Material for this exercise:
-- Start --
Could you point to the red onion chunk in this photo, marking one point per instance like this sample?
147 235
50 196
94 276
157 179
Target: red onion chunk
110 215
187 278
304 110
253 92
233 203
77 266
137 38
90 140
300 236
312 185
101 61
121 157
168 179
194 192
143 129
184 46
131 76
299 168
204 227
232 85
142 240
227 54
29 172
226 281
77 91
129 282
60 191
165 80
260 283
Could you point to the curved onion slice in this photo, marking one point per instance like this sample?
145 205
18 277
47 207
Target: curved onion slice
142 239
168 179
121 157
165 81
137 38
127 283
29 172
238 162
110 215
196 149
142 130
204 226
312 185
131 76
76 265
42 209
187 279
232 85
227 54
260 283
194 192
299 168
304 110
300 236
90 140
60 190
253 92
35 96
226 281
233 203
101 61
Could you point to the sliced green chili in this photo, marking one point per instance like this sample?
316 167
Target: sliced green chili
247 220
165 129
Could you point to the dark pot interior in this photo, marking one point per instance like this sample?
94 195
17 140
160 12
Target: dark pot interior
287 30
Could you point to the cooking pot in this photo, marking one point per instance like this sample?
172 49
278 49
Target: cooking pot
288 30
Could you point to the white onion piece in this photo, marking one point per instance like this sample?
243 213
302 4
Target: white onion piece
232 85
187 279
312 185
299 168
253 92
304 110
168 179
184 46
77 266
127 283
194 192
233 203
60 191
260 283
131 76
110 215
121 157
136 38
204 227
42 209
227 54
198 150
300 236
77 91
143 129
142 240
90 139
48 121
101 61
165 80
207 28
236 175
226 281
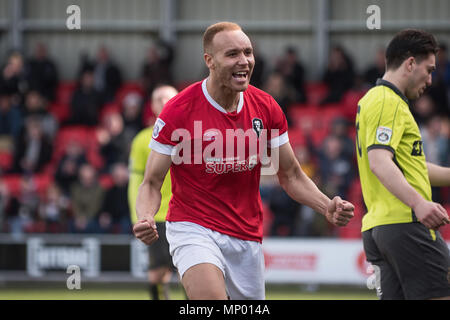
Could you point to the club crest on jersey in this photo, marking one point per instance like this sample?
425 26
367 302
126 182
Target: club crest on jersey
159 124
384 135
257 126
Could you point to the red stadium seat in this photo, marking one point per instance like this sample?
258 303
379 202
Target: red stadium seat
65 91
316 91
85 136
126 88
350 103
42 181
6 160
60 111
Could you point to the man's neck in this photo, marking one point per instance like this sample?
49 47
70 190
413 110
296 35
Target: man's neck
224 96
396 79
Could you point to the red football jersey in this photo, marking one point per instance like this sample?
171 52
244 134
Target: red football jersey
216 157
-- End --
-- Start --
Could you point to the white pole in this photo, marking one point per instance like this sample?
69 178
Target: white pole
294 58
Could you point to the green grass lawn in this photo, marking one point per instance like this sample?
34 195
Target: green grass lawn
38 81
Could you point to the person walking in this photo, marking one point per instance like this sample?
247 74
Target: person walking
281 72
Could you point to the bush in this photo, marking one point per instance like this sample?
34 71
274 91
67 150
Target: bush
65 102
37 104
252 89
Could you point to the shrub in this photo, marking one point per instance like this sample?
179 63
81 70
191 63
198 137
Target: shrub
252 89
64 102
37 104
-- End --
Task requirements:
Count the lines in the records above that contain the string "green", treating uppercase and lowercase as different. Give only the number.

Exercise answer:
4